■ Short problem a
Please quote the passage on the Nielsen permeability model between "Following Nielsen model, various" and "shown in Fig. 6.", inclusive.

*** Article ***

Prediction of relative permeability using Nielsen model as a function of filler concentration with perpendicular alignment and aspect ratio

Few authors have modified Nielsen model to predict the relative permeability in composites with random dispersed inorganic flakes.⁴⁵ The modification appears to account for 30% randomness of the dispersed filler in the composite film. The modified Nielsen’s model and the corresponding tortuosity expression for this case are given as follows:

$$\frac{P}{{P_{o} }} = \frac{{\left( {1 - \phi_{d} } \right)}}{{1 + \left( {{1 \mathord{\left/ {\vphantom {1 3}} \right. \kern-\nulldelimiterspace} 3}} \right)\left( {{L \mathord{\left/ {\vphantom {L {2W}}} \right. \kern-\nulldelimiterspace} {2W}}} \right)\phi_{d} }},$$

(18)

$$\tau = 1 + \left( \frac{1}{3} \right)\left( \frac{L}{2W} \right)\phi_{d} .$$

(19)

Following Nielsen model, various models were developed and further modified to reflect the morphological features of the composite films. In addition to the consideration of the fillers, which are impermeable to the diffusing gas, various studies considered different shapes such as ribbons, discs, cylinders, etc. Most of the models considered a dilute or semi-dilute regime of the fillers with the intention to minimize the possibility of overlapping. Besides that, several investigations focused on the perpendicular alignment of the fillers to the diffusing gas. With this perspective, Cussler et al.⁹ developed a predictive tortuosity model for different arrays of dispersed ribbons of infinite length. Both regular and random arrays of perpendicularly oriented platelets were considered during the model development, as shown in Fig. 6.

***

■ Short problem b
Pull out each line of the listing that contains the string "white". Case counts.

*** Data for this exercise ***

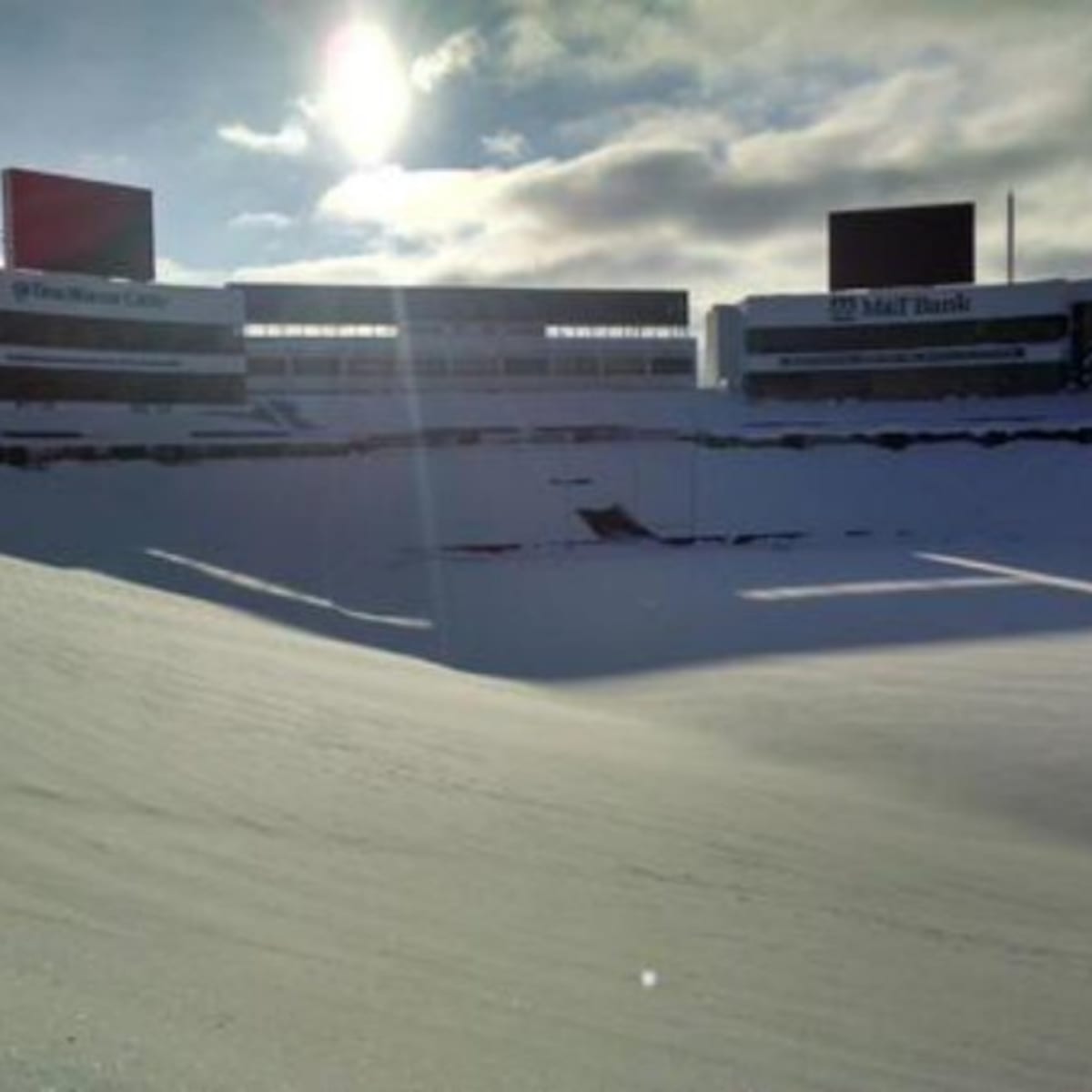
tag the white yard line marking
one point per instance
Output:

***
*** Data for this exercise ***

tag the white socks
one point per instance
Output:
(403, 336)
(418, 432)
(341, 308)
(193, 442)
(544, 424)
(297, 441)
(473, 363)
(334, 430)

***

■ Task solution a
Following Nielsen model, various models were developed and further modified to reflect the morphological features of the composite films. In addition to the consideration of the fillers, which are impermeable to the diffusing gas, various studies considered different shapes such as ribbons, discs, cylinders, etc. Most of the models considered a dilute or semi-dilute regime of the fillers with the intention to minimize the possibility of overlapping. Besides that, several investigations focused on the perpendicular alignment of the fillers to the diffusing gas. With this perspective, Cussler et al.⁹ developed a predictive tortuosity model for different arrays of dispersed ribbons of infinite length. Both regular and random arrays of perpendicularly oriented platelets were considered during the model development, as shown in Fig. 6.

■ Task solution b
tag the white yard line marking
tag the white socks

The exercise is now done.